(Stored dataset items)
======

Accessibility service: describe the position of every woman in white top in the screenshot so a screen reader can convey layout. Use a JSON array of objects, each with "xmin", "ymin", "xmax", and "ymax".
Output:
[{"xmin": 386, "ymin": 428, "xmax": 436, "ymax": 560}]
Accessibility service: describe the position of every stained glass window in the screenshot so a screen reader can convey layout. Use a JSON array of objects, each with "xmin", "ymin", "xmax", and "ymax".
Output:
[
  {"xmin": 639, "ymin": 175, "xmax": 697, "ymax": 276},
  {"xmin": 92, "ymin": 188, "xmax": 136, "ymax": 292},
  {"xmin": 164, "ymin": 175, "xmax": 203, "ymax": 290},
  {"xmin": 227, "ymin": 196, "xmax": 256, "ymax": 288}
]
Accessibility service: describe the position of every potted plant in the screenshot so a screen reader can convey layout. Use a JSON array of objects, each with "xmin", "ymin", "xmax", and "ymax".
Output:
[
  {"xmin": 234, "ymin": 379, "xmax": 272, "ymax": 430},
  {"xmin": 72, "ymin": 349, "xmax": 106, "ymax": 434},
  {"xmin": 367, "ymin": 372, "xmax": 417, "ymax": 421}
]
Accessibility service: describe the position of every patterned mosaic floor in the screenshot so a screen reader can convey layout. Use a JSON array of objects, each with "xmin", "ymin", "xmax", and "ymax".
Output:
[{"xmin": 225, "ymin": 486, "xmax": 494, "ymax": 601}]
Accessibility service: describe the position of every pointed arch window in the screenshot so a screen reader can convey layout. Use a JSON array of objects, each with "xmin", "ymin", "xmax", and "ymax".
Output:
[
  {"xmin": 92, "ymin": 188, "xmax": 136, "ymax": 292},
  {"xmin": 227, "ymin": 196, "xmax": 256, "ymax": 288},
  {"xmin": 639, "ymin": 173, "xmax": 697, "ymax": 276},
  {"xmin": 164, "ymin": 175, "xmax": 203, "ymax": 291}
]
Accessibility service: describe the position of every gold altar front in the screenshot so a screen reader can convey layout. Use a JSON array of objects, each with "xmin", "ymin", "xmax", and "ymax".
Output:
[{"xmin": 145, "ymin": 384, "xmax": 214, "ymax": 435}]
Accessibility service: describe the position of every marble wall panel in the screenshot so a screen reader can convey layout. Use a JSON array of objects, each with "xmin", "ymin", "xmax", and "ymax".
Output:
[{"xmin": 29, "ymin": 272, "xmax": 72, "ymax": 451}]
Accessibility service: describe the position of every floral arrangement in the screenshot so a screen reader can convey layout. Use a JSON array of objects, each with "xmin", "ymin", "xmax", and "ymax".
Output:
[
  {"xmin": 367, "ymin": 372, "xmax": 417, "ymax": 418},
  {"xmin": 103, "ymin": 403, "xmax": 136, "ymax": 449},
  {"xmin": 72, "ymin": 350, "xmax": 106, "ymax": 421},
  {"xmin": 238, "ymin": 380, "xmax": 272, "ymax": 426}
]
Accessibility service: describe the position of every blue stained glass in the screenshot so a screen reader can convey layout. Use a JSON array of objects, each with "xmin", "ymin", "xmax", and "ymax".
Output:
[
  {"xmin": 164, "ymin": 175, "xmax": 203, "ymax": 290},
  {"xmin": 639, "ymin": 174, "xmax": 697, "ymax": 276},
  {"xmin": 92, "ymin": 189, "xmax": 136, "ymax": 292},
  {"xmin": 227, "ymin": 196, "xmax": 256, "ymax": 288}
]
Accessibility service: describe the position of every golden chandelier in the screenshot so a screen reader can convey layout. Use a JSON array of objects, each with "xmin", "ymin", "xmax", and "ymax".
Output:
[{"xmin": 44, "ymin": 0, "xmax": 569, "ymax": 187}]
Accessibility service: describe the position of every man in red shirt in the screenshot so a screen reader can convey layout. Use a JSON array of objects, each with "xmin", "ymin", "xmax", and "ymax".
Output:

======

- GIVEN TASK -
Edit the rows above so that every "screenshot" becomes "image", keeping everything else unchanged.

- SOLVED EXERCISE -
Accessibility service: describe the position of every woman in white top in the image so a screen reader can convey layout. Use a JSON array of objects, each with "xmin", "ymin", "xmax", and "ymax".
Output:
[{"xmin": 386, "ymin": 428, "xmax": 436, "ymax": 560}]
Accessibility service: describe the position of every stained glass window in the image so a screen reader can convey layout. Use a JSON array of objects, each with "xmin", "ymin", "xmax", and "ymax".
Output:
[
  {"xmin": 639, "ymin": 175, "xmax": 697, "ymax": 276},
  {"xmin": 92, "ymin": 188, "xmax": 136, "ymax": 292},
  {"xmin": 164, "ymin": 175, "xmax": 203, "ymax": 290},
  {"xmin": 227, "ymin": 196, "xmax": 256, "ymax": 288}
]
Accessibility service: describe the position of every potted plant in the image so a screen reader can convey layout. Use a JSON array of objects, each with "xmin", "ymin", "xmax", and "ymax".
Output:
[
  {"xmin": 234, "ymin": 379, "xmax": 272, "ymax": 430},
  {"xmin": 72, "ymin": 349, "xmax": 106, "ymax": 434},
  {"xmin": 367, "ymin": 372, "xmax": 417, "ymax": 421}
]
Accessibility service: describe the position of every patterned mosaic floor in the image so a screen reader can convey layout. Use a JSON array of objects, each with "xmin", "ymin", "xmax", and "ymax".
Output:
[{"xmin": 225, "ymin": 486, "xmax": 494, "ymax": 601}]
Accessibility service: describe the position of every pointed arch window in the image so a screen reader can convey layout. Use a JSON array of objects, each with "xmin", "ymin", "xmax", and "ymax".
Output:
[
  {"xmin": 92, "ymin": 188, "xmax": 136, "ymax": 292},
  {"xmin": 227, "ymin": 196, "xmax": 256, "ymax": 288},
  {"xmin": 639, "ymin": 173, "xmax": 697, "ymax": 276},
  {"xmin": 164, "ymin": 175, "xmax": 203, "ymax": 291}
]
Accessibility service: describe the position of every gold altar front in the image so a screen reader can convey layout. Use a JSON array of objects, each with "xmin", "ymin", "xmax", and "ymax".
Output:
[{"xmin": 145, "ymin": 384, "xmax": 214, "ymax": 435}]
Accessibility service: describe the position of every marble wall panel in the image so a screen reader can convey layout. Use a JSON array of objects, each with "xmin", "ymin", "xmax", and "ymax".
Output:
[{"xmin": 29, "ymin": 272, "xmax": 72, "ymax": 451}]
Accessibility service: describe the position of every floral arrangement in the image so a screen reader can convey layout. Use a JSON array of objects, each with "xmin", "ymin", "xmax", and "ymax".
Output:
[
  {"xmin": 367, "ymin": 372, "xmax": 417, "ymax": 418},
  {"xmin": 103, "ymin": 403, "xmax": 136, "ymax": 449},
  {"xmin": 72, "ymin": 350, "xmax": 106, "ymax": 421},
  {"xmin": 238, "ymin": 380, "xmax": 272, "ymax": 426}
]
Accessibility service: describe the position of every blue stained glass in the image so a screen reader can convey layout. Use a JSON array of objects, each with "xmin", "ymin", "xmax", and "ymax".
Output:
[
  {"xmin": 164, "ymin": 175, "xmax": 203, "ymax": 290},
  {"xmin": 639, "ymin": 174, "xmax": 697, "ymax": 276},
  {"xmin": 92, "ymin": 189, "xmax": 136, "ymax": 292},
  {"xmin": 227, "ymin": 196, "xmax": 256, "ymax": 288}
]
Accessibility service: describe the position of every golden chandelier in the image so a screen reader can convey layout. Use a JSON array of objects, each with "xmin", "ymin", "xmax", and "ymax".
Output:
[{"xmin": 44, "ymin": 0, "xmax": 569, "ymax": 187}]
Accessibility service: describe the position of every man in red shirt in the image so a screen reader can convey layout. Use a JSON array of objects, each with "xmin", "ymin", "xmax", and "ymax".
Output:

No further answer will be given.